Rewrite each of the records below with "bounding box coordinates" replaced by "box corner coordinates", keeping everything else the same, and omit the pictures from your version.

DATA FOR THIS EXERCISE »
== == ==

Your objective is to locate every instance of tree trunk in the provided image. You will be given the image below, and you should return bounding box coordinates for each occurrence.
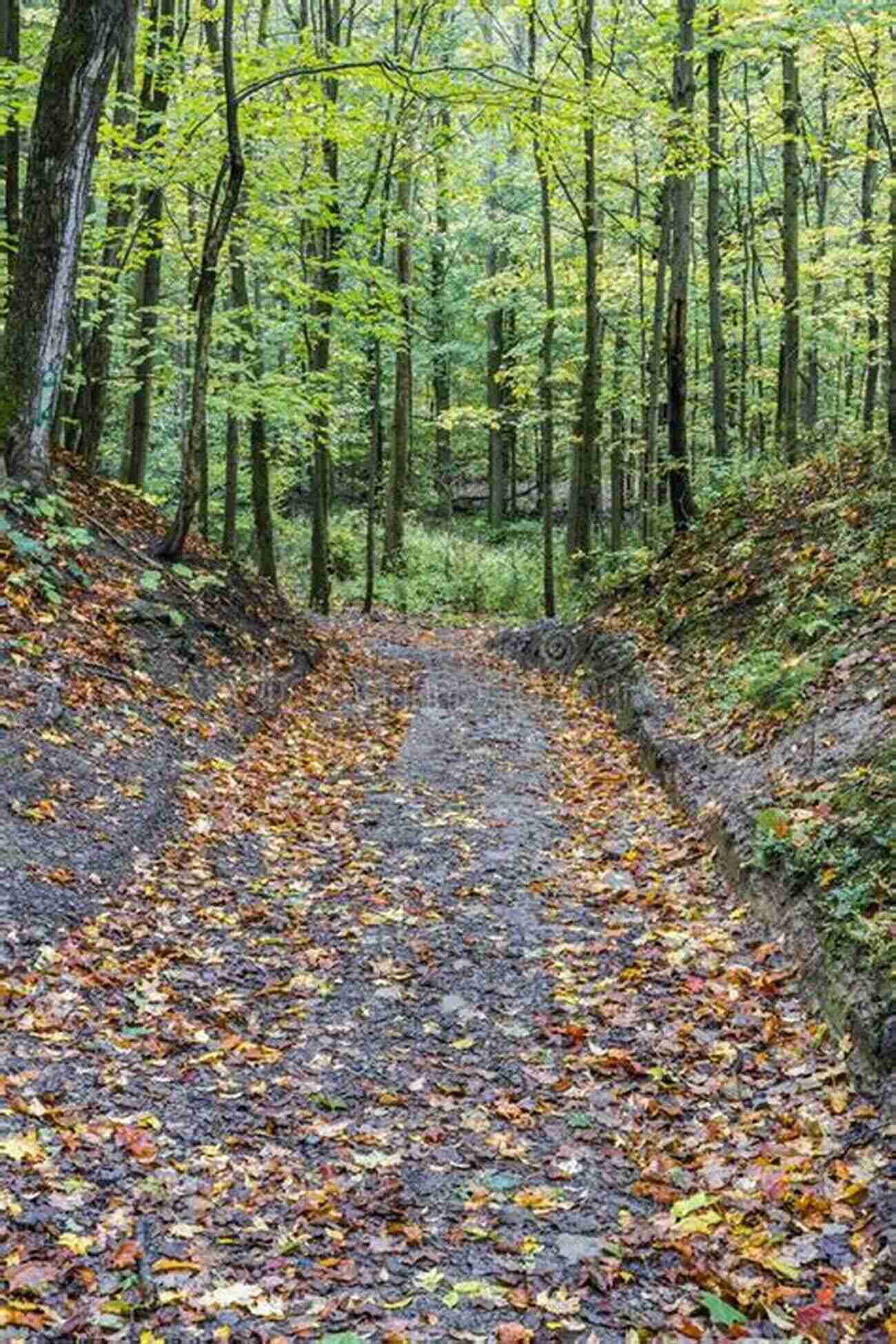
[666,0,696,532]
[777,47,800,464]
[859,89,880,434]
[74,6,137,473]
[567,0,603,571]
[157,0,245,560]
[221,408,239,555]
[364,337,383,615]
[383,156,412,573]
[804,59,830,431]
[125,0,174,487]
[430,108,451,522]
[3,0,21,294]
[610,313,626,551]
[485,163,507,527]
[706,4,728,457]
[0,0,129,491]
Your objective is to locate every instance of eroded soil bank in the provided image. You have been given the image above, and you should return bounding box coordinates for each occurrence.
[0,622,896,1344]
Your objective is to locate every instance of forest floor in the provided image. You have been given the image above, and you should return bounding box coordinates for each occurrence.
[0,604,896,1344]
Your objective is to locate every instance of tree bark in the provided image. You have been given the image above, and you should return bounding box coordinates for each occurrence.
[309,0,341,615]
[777,47,800,464]
[383,154,412,573]
[430,108,451,522]
[567,0,603,571]
[75,4,137,473]
[706,4,728,457]
[3,0,21,294]
[157,0,246,560]
[666,0,696,532]
[859,82,880,434]
[0,0,129,491]
[230,234,278,587]
[529,3,556,617]
[644,177,672,542]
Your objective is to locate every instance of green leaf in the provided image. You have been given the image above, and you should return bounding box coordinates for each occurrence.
[140,570,161,593]
[698,1293,747,1325]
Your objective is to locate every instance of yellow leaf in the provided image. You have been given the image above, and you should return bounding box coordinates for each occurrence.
[57,1232,92,1255]
[0,1129,47,1163]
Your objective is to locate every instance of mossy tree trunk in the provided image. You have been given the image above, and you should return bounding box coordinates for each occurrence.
[74,4,137,471]
[125,0,174,487]
[777,47,800,464]
[0,0,133,491]
[666,0,696,532]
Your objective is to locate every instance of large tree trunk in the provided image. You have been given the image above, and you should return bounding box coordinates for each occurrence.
[157,0,245,560]
[0,0,21,292]
[706,4,728,457]
[777,47,800,462]
[75,14,137,471]
[529,4,556,615]
[0,0,130,491]
[666,0,696,532]
[802,61,830,430]
[125,0,174,487]
[430,108,451,520]
[309,0,343,615]
[230,235,276,587]
[383,154,412,573]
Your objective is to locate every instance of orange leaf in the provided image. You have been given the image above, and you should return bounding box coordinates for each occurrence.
[112,1242,140,1269]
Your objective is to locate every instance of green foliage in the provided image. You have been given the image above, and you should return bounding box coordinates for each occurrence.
[753,747,896,959]
[729,649,821,710]
[0,485,94,606]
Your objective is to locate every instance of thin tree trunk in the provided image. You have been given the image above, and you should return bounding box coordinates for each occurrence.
[804,59,830,431]
[777,47,800,464]
[0,0,128,491]
[157,0,245,560]
[666,0,696,532]
[610,313,626,551]
[230,230,276,587]
[859,79,880,434]
[126,0,174,487]
[706,4,728,457]
[3,0,21,296]
[644,177,672,542]
[383,153,412,573]
[430,108,451,522]
[309,0,341,615]
[529,4,556,617]
[567,0,603,570]
[364,336,383,615]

== == ==

TASK SOLUTION »
Your objective is to locate every instance of tree trunk in the provided image. You will be given the image below, and you should return box corner coordinates for each occurrence.
[666,0,696,532]
[777,47,800,464]
[859,89,880,434]
[74,6,137,473]
[567,0,603,571]
[157,0,245,560]
[221,408,239,555]
[364,337,383,615]
[383,156,412,573]
[804,59,830,431]
[125,0,174,487]
[430,108,451,522]
[3,0,21,294]
[610,313,626,551]
[485,163,507,527]
[706,4,728,457]
[0,0,129,491]
Your objective is to locate every instance of eroded soil bank in the provided image. You have been given the image above, and you should return box corner coordinates for each occurrence.
[0,622,896,1344]
Your objective is to locate every instance of forest floor in the provided image. You have been given the image above, and you should return box corner coordinates for each occurrence.
[0,604,896,1344]
Your objective is to locate every instance of tree bark in the provided image. You have been given the image above, and you should return box corner coordinates for each occurrence.
[309,0,341,615]
[777,47,800,464]
[383,154,412,573]
[430,108,451,522]
[567,0,603,571]
[75,4,137,473]
[706,4,728,457]
[3,0,21,294]
[157,0,246,560]
[666,0,696,532]
[859,82,880,434]
[0,0,129,491]
[230,234,278,587]
[529,3,556,617]
[644,177,672,542]
Your objective is to locate every instance of green leaf in the provided image. You have been given the image above, and you should return box corner coordinates for each occurrence.
[140,570,161,593]
[698,1293,747,1325]
Your objective is to locate every instance of yellow leaf in the provided image. You have been given the image above, and you should return box corner coordinates for each occurrence.
[57,1232,92,1255]
[0,1129,47,1163]
Your objective is to locate every instance of mossy tree trunk in the provided image. You have been given the image above, and you should return box corner coordinates for each occurrence.
[74,4,137,471]
[125,0,174,487]
[777,47,800,464]
[0,0,133,491]
[666,0,696,532]
Your objective is to locate every instance of large tree trunk in the provided image. You have been given the image above, and you should return box corner coordinates for each occurrence.
[157,0,245,560]
[0,0,21,292]
[706,4,728,457]
[777,47,800,462]
[75,14,137,471]
[529,4,556,615]
[0,0,130,491]
[666,0,696,532]
[802,61,830,430]
[125,0,174,487]
[430,108,451,520]
[309,0,343,615]
[230,235,276,587]
[383,154,412,573]
Your objective is to locate every instance of orange leaf in the provided image. You have been given the image above, and you should return box corner coordinates for each occurrence.
[112,1242,140,1269]
Your objective is to locate every instance of green foliage in the provided image. You have been given the image above, and you should return box corner coordinates for each occurrence.
[753,747,896,959]
[729,649,821,710]
[0,485,94,606]
Your objective is to locate every instance of thin tree trunk in the provided image. You have been given the image above, and you should return box corner coordinates for each occurrence.
[804,59,830,431]
[777,47,800,464]
[0,0,128,491]
[157,0,245,560]
[666,0,696,532]
[610,313,626,551]
[230,230,276,587]
[859,79,880,434]
[126,0,174,487]
[706,4,728,457]
[3,0,21,296]
[644,177,672,542]
[383,153,412,573]
[430,108,451,522]
[309,0,341,615]
[529,4,556,617]
[567,0,603,570]
[364,336,383,615]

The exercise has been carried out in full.